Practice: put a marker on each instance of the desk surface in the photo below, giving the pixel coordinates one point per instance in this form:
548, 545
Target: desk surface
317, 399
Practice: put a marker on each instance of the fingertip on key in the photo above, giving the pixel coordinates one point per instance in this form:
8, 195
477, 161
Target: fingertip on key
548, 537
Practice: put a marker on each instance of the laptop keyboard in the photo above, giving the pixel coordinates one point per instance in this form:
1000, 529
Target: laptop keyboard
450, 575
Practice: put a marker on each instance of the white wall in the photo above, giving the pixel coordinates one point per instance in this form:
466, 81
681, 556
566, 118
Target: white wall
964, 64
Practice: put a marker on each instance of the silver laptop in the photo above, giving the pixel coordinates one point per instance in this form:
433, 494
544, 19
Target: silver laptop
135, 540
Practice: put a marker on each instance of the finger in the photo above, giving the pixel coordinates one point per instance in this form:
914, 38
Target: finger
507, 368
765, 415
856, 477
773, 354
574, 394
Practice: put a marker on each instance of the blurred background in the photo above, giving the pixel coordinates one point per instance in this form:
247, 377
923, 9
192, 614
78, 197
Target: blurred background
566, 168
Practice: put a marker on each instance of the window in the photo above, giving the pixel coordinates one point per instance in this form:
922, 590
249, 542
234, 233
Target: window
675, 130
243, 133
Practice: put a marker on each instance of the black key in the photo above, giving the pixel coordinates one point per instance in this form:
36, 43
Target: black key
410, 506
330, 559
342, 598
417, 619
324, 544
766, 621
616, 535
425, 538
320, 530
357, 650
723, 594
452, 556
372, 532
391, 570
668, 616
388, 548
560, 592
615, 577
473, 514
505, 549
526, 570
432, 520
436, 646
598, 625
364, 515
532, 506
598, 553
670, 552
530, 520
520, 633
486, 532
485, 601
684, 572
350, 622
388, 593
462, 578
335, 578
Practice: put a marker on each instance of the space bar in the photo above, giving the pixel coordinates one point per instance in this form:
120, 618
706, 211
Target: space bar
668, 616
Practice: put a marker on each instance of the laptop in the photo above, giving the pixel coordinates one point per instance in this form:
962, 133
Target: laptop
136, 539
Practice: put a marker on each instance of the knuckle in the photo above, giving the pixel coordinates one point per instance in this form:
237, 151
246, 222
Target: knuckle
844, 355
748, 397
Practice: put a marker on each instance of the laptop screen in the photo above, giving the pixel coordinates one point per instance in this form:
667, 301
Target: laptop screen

▶ _Your instructions_: Note every line in the material with "screen" and copy it.

▶ _Answer space_:
Practice: put a marker on each instance of the laptop screen in the photo above, giving the pixel coordinates one point per instance in this form:
Target: laptop screen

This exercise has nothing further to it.